• **TASK INSTRUCTIONS**:
Set down exactly each line of the entries below, beginning at the one that contains "Per instance of the thin" and ending at the last, and no others.

• **INFORMATION**:
►

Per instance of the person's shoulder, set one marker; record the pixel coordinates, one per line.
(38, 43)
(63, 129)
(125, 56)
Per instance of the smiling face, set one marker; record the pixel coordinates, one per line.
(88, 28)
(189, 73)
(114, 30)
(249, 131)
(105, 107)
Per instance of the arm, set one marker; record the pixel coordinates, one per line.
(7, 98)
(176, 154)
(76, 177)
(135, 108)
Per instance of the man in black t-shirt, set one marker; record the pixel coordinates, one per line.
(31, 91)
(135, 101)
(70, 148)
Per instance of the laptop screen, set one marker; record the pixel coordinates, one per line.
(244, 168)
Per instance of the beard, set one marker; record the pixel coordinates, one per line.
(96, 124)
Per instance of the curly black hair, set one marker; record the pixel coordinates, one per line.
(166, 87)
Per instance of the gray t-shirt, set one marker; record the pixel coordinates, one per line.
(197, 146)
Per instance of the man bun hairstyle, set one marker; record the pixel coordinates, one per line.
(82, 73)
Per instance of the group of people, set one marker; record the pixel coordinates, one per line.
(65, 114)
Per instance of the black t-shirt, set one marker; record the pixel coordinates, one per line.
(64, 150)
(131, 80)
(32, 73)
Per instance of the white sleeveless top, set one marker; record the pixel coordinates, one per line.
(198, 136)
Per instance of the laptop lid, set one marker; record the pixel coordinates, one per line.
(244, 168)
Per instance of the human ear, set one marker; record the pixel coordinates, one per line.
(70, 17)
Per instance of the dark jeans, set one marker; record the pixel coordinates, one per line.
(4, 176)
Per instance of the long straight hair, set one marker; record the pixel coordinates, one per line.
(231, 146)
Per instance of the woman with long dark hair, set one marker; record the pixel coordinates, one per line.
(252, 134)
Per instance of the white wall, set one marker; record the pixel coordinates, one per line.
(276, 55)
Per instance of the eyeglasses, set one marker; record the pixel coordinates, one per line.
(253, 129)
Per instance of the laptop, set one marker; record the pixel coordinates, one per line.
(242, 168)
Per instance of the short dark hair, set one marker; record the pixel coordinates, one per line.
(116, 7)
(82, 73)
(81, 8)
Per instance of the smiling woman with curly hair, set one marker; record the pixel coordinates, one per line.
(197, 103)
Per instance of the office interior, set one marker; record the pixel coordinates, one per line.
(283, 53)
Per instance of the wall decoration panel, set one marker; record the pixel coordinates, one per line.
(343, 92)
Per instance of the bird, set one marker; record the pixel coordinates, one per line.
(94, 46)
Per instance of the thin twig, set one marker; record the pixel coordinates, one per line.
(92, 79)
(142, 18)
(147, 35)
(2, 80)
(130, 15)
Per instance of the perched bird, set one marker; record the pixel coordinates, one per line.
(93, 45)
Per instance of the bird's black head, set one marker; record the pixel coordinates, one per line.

◄

• **EXERCISE ANSWER**:
Per instance of the thin twig, set one marker; record the pixel coordinates, one per line.
(92, 79)
(142, 18)
(147, 35)
(2, 80)
(130, 15)
Per instance of the perched bird, set one marker; record the pixel coordinates, one per line.
(93, 45)
Per instance of the bird's black head, set one marker; record the pixel coordinates, one per line.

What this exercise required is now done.